Supplied data =
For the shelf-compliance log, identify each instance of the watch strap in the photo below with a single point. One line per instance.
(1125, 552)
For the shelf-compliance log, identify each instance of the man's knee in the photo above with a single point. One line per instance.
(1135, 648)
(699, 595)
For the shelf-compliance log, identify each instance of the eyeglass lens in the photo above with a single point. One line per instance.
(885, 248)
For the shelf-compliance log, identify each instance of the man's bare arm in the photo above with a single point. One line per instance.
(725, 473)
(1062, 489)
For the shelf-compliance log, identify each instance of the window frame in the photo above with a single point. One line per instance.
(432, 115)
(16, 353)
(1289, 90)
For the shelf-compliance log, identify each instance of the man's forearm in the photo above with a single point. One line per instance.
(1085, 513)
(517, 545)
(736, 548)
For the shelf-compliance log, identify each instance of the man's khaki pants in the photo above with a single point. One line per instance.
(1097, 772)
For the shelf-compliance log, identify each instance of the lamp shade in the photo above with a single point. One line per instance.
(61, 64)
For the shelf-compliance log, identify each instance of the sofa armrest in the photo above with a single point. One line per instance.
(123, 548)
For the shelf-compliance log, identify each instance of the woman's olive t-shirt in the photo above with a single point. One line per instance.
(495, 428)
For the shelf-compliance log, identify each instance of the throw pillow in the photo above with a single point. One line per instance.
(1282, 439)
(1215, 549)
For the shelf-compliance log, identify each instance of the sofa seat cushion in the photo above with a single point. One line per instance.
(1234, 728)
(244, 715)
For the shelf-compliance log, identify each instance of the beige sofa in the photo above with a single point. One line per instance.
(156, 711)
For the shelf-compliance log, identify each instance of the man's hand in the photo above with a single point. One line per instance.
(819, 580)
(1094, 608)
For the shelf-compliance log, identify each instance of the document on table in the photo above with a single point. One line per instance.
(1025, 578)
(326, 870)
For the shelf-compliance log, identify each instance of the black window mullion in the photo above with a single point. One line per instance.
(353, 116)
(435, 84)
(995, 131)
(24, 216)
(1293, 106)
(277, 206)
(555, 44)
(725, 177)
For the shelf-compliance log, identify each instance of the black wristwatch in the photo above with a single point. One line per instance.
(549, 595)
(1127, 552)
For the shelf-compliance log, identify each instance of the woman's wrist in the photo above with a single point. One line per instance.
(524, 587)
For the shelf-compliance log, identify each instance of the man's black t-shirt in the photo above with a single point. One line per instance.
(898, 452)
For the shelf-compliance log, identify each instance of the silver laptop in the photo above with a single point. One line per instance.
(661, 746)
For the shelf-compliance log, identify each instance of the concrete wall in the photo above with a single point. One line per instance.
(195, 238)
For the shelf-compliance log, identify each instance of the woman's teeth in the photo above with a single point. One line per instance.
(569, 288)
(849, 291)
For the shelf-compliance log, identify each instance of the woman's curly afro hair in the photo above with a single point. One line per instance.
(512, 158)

Exercise aim =
Can you edit the records above so that every "single point" becomes "single marker", leaving everything else unchanged?

Full answer =
For the shelf-compliance log, identify each instance of the watch strap in the photo below with a single marker. One line per instance.
(1125, 552)
For the shelf-compliance log, identify each instance of the man's knee in the photo above with a single marker. One line per instance.
(1135, 648)
(699, 595)
For the shelf-compliance log, identify each instance of the eyeglass lens in the photo above with a single marker. One line per instance.
(885, 248)
For the shelf-compliance log, identify each instance of the man's bare arm in the photo above with a single marker. One line per instance.
(725, 473)
(1062, 489)
For the shelf-compliance log, identify each instance of the window frame in the photo above with a single marker. One line per instance.
(432, 115)
(16, 353)
(1289, 90)
For the shelf-compliance log, identify each instance of the man's forearm in the photo above with a single marker. One line per instance.
(1085, 513)
(517, 545)
(736, 548)
For the shelf-compliance log, identify each instance of the man's khaki pants in the photo above with a single marker. One line per instance.
(1097, 772)
For the shelf-compliance log, identify each instance of the lamp shade in the photo above with a single marker. One line per instance.
(61, 64)
For the shelf-compliance log, identify each instance of the sofa armrest in the photo above with a single marker. One line per instance.
(123, 548)
For the shelf-compliance log, identify each instance of the woman's olive t-shirt in the photo above with a single marker. One line per instance.
(495, 428)
For the shelf-compliance log, identify each instance of the throw pillow in the photo above with a single marker. One line per instance.
(1282, 439)
(1215, 549)
For the shelf-compliance log, identify each instance of the sofa seat cushion in the photo above with a single marker. One line per instance.
(1234, 728)
(244, 715)
For the shelf-compliance log, identify each instance of the beige sofa in the photo above with a single marker. One line per instance.
(156, 711)
For the shelf-compliance log, identify each instance of the man's hand in the photo above with a single marker. One line per instance.
(819, 580)
(1094, 608)
For the shelf-compliance log, identify each instance of the document on table in the photo above with a single marker. One line per instance.
(1025, 578)
(326, 870)
For the shelf-compliance log, identify each instance of the black window mullion in the photo above with a single marker. One line per instance.
(353, 116)
(435, 84)
(995, 131)
(24, 216)
(1293, 106)
(277, 206)
(555, 44)
(725, 177)
For the shelf-compliance log, identify each instance of the black wristwatch in the photo above with a single marker. One line per instance.
(549, 595)
(1127, 552)
For the shelf-compliance log, identify each instance of the woman's wrist in the photo above with a single marker. One line per instance.
(524, 587)
For the shelf-compliance log, identify each instance of the man's black t-shirt in the photo above with a single marker. One line per instance.
(898, 452)
For the shelf-compliance log, identify each instance of the silver laptop in the photo above with a single marker. One line per instance.
(661, 746)
For the shelf-compliance log, identify each instance of the concrete wall in the photo above with a single marker. One line per instance.
(195, 238)
For the shelf-compliance log, identify each instance of the woman's teeth in the photo above with a single marker. One line per instance.
(569, 288)
(849, 291)
For the shelf-compliance log, identify each instance of the woman's curly afro hair in the photo above with a single marker. One line per instance.
(512, 158)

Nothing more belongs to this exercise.